* **Brief**
Which lines in the entries below contain the word "rough"? Gather each of those lines and copy it out whole.
═════ Given entries ═════
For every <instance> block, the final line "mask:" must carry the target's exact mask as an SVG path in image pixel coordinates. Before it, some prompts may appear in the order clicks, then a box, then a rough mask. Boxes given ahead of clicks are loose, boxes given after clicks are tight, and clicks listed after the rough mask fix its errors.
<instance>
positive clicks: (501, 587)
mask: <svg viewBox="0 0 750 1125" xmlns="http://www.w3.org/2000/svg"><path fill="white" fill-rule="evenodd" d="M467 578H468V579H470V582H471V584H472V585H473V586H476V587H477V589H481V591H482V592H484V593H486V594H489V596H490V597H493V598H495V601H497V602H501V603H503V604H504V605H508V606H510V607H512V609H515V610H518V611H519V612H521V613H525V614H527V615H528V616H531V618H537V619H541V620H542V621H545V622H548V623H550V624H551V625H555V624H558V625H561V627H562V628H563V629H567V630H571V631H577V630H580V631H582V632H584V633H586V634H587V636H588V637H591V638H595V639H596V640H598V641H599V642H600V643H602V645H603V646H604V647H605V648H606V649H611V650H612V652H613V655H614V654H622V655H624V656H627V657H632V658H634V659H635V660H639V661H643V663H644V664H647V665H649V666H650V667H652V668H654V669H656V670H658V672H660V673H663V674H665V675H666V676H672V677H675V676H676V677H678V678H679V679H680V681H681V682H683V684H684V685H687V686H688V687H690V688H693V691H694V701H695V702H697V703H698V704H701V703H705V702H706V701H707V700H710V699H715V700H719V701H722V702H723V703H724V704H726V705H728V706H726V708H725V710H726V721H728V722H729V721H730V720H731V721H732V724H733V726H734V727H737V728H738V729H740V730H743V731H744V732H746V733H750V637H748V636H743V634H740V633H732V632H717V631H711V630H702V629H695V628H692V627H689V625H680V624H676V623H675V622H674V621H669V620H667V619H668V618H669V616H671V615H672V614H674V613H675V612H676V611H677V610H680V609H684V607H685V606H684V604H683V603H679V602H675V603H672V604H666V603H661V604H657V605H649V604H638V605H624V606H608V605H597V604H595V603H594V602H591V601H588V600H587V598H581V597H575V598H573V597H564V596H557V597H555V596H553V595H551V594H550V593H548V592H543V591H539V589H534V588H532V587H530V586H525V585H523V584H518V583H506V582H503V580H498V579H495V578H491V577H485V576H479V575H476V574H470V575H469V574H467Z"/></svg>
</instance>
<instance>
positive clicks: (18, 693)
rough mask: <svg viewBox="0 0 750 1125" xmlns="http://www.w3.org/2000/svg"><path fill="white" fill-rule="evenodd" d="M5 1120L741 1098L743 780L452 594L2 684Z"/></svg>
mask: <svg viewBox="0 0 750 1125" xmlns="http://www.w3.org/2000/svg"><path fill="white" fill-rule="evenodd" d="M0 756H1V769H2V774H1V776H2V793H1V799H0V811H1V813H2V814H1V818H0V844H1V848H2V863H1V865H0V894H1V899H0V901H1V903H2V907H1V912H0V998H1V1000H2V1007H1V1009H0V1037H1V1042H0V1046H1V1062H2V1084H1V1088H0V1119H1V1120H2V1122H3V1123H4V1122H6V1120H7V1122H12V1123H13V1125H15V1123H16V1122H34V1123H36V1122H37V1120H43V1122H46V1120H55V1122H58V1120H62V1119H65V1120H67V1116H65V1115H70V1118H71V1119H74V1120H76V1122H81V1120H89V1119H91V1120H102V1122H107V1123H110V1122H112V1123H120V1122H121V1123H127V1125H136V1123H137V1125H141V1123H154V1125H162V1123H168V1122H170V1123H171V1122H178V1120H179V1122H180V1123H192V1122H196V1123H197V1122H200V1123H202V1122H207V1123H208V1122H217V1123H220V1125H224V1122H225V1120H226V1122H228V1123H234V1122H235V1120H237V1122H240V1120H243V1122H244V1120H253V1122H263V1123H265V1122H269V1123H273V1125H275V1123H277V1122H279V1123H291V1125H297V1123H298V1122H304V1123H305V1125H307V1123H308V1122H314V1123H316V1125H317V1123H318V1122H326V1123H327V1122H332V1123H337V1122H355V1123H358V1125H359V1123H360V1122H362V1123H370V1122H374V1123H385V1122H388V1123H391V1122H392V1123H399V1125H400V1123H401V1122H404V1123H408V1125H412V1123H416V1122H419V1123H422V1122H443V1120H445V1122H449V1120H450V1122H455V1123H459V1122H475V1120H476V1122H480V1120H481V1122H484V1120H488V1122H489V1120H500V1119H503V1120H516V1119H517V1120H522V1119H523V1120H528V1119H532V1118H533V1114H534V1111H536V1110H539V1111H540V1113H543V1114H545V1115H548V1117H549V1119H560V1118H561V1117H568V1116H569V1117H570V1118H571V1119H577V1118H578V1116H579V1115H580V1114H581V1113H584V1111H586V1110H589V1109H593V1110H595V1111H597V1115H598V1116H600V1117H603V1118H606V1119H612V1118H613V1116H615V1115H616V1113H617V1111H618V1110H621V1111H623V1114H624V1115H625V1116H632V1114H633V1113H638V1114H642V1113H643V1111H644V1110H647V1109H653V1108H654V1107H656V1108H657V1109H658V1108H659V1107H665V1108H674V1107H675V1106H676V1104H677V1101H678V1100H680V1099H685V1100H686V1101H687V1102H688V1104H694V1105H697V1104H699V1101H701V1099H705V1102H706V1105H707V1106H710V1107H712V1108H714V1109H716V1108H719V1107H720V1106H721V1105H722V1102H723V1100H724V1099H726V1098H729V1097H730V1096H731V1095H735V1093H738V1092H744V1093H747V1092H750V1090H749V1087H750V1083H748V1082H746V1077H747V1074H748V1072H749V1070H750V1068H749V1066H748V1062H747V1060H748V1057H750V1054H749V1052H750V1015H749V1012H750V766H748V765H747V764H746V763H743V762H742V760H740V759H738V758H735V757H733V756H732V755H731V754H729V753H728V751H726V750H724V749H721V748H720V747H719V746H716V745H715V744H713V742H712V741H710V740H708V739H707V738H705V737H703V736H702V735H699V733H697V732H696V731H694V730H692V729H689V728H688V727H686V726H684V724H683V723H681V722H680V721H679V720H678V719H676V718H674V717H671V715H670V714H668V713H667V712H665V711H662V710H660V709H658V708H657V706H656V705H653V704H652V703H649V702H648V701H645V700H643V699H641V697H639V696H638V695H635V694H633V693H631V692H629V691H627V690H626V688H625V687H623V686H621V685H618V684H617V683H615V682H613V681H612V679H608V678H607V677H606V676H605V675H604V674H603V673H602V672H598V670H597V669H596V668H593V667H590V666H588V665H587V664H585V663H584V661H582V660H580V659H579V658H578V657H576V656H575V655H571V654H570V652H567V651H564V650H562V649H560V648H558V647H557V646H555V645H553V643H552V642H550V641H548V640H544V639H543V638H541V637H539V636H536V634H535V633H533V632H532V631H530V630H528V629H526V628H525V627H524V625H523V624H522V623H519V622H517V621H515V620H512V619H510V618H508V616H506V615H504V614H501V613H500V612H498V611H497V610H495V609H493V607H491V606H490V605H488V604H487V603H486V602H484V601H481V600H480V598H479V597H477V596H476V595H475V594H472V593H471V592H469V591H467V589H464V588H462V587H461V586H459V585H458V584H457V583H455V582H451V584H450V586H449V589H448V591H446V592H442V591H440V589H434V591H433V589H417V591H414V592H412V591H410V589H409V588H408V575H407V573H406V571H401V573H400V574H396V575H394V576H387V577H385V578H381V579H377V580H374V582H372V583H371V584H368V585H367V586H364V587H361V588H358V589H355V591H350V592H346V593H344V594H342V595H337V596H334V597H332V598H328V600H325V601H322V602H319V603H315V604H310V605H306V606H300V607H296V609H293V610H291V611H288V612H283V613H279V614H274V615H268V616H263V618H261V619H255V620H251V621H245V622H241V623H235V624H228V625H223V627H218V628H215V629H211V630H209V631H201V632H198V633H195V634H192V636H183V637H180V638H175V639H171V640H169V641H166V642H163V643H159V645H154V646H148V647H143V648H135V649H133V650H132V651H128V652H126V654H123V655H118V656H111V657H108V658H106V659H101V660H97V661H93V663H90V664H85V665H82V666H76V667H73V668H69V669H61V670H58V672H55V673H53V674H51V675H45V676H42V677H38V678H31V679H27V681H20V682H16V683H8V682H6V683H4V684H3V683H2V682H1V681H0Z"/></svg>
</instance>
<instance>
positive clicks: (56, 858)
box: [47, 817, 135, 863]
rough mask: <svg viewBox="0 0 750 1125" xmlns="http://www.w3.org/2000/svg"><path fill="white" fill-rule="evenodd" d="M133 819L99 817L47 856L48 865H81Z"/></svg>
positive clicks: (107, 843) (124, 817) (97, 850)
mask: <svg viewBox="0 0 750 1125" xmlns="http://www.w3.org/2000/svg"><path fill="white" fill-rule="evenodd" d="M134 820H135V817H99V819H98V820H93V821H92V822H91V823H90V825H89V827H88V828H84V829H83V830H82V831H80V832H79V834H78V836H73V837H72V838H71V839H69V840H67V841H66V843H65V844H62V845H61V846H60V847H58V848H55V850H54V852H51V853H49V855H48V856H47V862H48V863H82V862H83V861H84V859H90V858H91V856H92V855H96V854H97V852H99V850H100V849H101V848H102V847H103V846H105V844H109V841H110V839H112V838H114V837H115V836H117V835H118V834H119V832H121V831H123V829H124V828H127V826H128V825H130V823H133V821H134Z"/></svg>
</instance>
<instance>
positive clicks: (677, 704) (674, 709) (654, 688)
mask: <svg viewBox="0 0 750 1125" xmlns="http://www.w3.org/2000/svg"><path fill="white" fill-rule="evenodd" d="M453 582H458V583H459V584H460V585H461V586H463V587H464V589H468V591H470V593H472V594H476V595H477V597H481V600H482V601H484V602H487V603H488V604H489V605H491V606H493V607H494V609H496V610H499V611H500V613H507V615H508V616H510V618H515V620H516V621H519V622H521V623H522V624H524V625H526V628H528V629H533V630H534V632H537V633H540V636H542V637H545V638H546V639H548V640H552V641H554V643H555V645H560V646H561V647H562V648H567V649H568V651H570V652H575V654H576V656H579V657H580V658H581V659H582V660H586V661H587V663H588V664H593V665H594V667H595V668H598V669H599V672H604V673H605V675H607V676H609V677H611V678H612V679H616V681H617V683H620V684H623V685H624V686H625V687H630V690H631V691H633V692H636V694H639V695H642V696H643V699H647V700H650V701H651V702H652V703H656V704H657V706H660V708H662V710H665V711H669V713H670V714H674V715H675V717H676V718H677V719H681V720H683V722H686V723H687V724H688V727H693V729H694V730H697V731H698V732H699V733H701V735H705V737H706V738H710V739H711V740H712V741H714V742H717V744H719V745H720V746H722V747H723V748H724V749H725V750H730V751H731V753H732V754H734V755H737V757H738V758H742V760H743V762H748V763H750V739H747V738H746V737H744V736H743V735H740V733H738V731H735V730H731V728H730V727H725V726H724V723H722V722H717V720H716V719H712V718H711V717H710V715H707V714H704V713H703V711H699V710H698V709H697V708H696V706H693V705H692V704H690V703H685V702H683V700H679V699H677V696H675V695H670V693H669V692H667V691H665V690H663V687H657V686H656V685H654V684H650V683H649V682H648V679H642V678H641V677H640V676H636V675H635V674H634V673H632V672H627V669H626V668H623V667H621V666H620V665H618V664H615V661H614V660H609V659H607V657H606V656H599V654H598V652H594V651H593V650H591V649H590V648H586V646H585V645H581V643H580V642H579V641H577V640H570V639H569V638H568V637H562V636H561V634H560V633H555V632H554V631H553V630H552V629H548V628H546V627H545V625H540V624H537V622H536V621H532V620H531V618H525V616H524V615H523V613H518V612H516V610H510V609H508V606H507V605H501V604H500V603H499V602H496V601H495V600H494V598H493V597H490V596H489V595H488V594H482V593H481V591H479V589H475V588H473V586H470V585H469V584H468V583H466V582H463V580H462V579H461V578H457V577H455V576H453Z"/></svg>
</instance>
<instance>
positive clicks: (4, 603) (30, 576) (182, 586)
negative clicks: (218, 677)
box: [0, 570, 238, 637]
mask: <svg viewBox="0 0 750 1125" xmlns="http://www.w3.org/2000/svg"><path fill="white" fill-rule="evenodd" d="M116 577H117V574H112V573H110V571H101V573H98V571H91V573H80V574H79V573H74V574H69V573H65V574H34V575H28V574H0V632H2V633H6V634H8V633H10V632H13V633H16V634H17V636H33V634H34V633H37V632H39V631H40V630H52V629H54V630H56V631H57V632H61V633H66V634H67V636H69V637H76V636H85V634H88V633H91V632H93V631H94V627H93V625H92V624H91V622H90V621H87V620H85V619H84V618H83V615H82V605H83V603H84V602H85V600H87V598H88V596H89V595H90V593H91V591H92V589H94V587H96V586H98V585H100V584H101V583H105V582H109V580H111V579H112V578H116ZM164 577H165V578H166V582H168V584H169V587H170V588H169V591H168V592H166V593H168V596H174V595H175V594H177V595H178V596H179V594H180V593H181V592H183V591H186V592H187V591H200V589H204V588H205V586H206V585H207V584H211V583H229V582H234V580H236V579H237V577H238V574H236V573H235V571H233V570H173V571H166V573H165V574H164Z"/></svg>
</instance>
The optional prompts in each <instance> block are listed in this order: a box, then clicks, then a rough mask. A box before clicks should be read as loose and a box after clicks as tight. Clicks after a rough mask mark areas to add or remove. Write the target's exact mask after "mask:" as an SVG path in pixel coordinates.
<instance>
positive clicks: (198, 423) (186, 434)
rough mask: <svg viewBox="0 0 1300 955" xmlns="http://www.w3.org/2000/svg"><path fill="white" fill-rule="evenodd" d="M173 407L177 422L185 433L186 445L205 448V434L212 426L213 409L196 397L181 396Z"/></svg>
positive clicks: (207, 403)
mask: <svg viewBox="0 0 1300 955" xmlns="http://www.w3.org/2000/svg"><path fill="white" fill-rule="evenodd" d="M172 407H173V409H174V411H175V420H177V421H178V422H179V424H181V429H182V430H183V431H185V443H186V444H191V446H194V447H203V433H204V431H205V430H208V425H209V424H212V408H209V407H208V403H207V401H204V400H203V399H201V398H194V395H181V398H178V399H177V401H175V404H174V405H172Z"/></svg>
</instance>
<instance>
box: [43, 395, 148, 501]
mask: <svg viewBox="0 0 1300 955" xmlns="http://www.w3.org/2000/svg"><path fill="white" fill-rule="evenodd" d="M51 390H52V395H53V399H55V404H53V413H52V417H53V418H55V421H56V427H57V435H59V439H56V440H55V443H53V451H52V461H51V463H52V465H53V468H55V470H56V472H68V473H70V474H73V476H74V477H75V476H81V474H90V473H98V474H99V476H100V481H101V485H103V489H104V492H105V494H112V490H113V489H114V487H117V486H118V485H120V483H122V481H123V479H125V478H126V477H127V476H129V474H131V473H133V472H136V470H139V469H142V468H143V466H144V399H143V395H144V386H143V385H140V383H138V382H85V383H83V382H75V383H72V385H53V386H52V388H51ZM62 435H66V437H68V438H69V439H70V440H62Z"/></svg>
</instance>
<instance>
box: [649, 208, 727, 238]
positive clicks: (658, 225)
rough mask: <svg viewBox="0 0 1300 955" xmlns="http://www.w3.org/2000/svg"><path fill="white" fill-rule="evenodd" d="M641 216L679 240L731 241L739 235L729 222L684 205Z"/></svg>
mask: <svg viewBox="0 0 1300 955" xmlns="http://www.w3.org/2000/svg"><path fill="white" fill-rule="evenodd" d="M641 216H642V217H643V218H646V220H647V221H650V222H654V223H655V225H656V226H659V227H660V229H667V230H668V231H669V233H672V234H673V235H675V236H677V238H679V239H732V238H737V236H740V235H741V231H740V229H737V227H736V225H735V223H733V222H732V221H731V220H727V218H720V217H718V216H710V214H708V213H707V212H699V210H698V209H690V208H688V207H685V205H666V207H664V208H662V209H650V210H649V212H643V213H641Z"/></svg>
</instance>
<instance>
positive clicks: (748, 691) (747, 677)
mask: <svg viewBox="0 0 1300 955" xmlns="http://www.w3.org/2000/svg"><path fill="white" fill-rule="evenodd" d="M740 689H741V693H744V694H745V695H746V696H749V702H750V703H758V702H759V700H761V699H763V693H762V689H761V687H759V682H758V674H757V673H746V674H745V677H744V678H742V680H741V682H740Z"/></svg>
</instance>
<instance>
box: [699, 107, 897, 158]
═════
* **Solution**
For every <instance> block, the final line "mask:" must carry the target's exact mask as an SVG path in image pixel coordinates. Before it, some prompts may appear in the order clicks, then a box, then a rough mask. Boxes given ahead of clicks are loose, boxes given after clicks are tight, and clicks listed after the rough mask fix its errors.
rough mask: <svg viewBox="0 0 750 1125" xmlns="http://www.w3.org/2000/svg"><path fill="white" fill-rule="evenodd" d="M5 1120L741 1098L743 780L452 594L2 684Z"/></svg>
rough mask: <svg viewBox="0 0 750 1125" xmlns="http://www.w3.org/2000/svg"><path fill="white" fill-rule="evenodd" d="M133 819L99 817L47 856L48 865H81Z"/></svg>
The optional prompts in each <instance> block are listed in this order: a box, then clicks, then a rough mask. A box before clicks should be read as loose and a box after clicks as tight. Clicks after a rough mask mark areas to add or remove. Write the target's exact mask after "mask:" as an SVG path in pixel coordinates.
rough mask: <svg viewBox="0 0 1300 955" xmlns="http://www.w3.org/2000/svg"><path fill="white" fill-rule="evenodd" d="M173 407L177 422L185 433L186 445L205 448V434L212 426L213 409L196 397L181 396Z"/></svg>
rough mask: <svg viewBox="0 0 1300 955" xmlns="http://www.w3.org/2000/svg"><path fill="white" fill-rule="evenodd" d="M641 216L679 240L731 241L739 235L729 222L684 205Z"/></svg>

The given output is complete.